_Material to process_
• • • •
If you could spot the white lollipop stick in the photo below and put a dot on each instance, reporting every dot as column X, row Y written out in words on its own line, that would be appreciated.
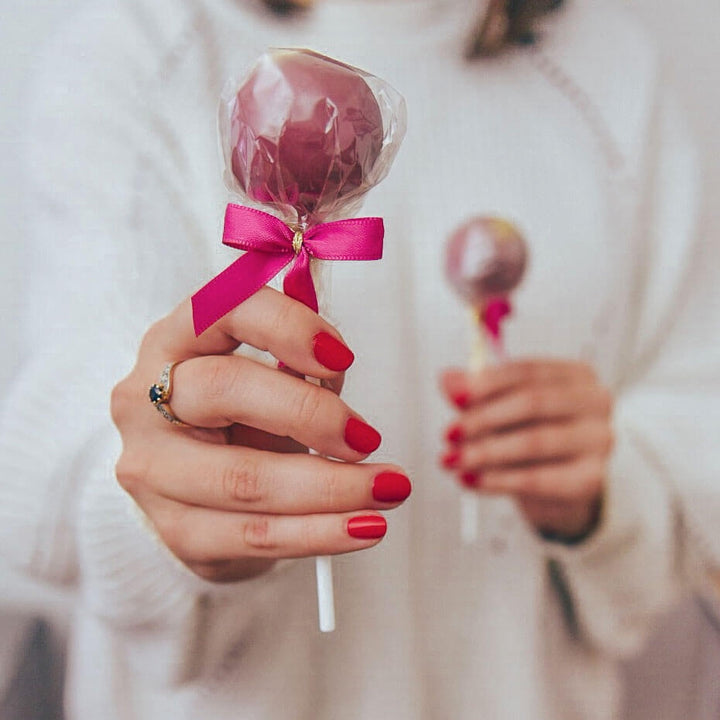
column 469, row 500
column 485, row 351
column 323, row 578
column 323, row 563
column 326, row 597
• • • •
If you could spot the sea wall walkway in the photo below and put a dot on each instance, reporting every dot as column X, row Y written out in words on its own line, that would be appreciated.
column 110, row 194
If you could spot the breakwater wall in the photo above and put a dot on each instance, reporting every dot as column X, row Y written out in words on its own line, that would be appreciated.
• • • •
_What you will do_
Would you output, from the records above, exactly the run of lines that starts at the line containing "If you could spot the sea" and ends at the line containing "If you could spot the breakwater", and only that run?

_Response to the task_
If you could spot the sea wall walkway in the photo below and put a dot on each instance, reporting every dot as column X, row Y written out in words on its own line, that would be appreciated.
column 110, row 194
If you could spot the breakwater wall in the photo above and put a dot on each instance, reporting every dot as column X, row Y written out in words on its own line, that would be appreciated.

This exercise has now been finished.